▶ TASK TO CARRY OUT
Write each record again exactly as it stands.

>> start DATA FOR THIS EXERCISE

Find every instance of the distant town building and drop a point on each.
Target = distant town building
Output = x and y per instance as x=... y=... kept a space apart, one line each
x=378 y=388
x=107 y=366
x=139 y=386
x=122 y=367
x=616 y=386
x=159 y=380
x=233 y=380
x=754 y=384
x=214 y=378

>> end DATA FOR THIS EXERCISE

▶ REPLY TO THE EXERCISE
Find every instance of the distant town building and drop a point on each.
Target = distant town building
Output = x and y per instance as x=... y=... kept a space apart, one line each
x=378 y=388
x=107 y=366
x=139 y=386
x=122 y=367
x=616 y=386
x=159 y=380
x=233 y=380
x=754 y=384
x=214 y=378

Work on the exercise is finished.